Source data:

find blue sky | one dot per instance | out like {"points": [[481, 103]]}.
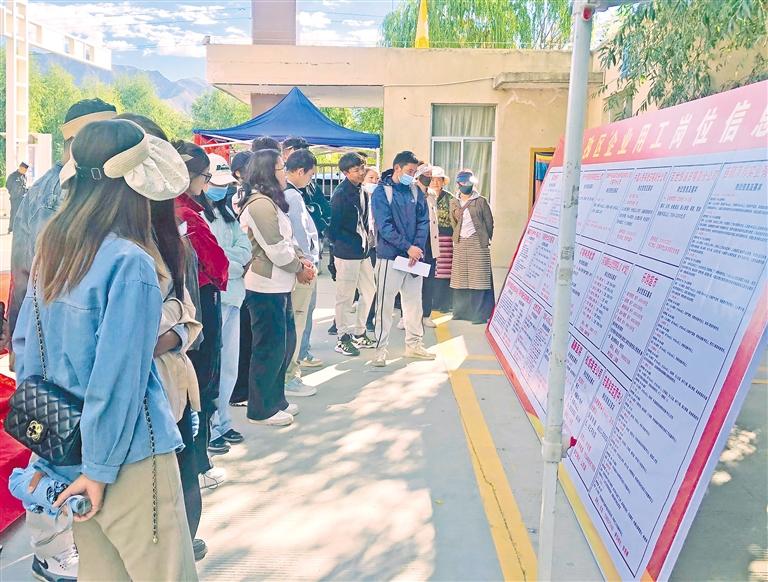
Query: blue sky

---

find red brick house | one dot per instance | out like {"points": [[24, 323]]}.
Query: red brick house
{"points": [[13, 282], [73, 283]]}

Exercise objective:
Reproduce the lines from the one containing "find blue sky" up to and including the one containing "Query: blue sky", leaving out the pictures.

Response to this exercise:
find blue sky | one dot per instance | out like {"points": [[481, 103]]}.
Query: blue sky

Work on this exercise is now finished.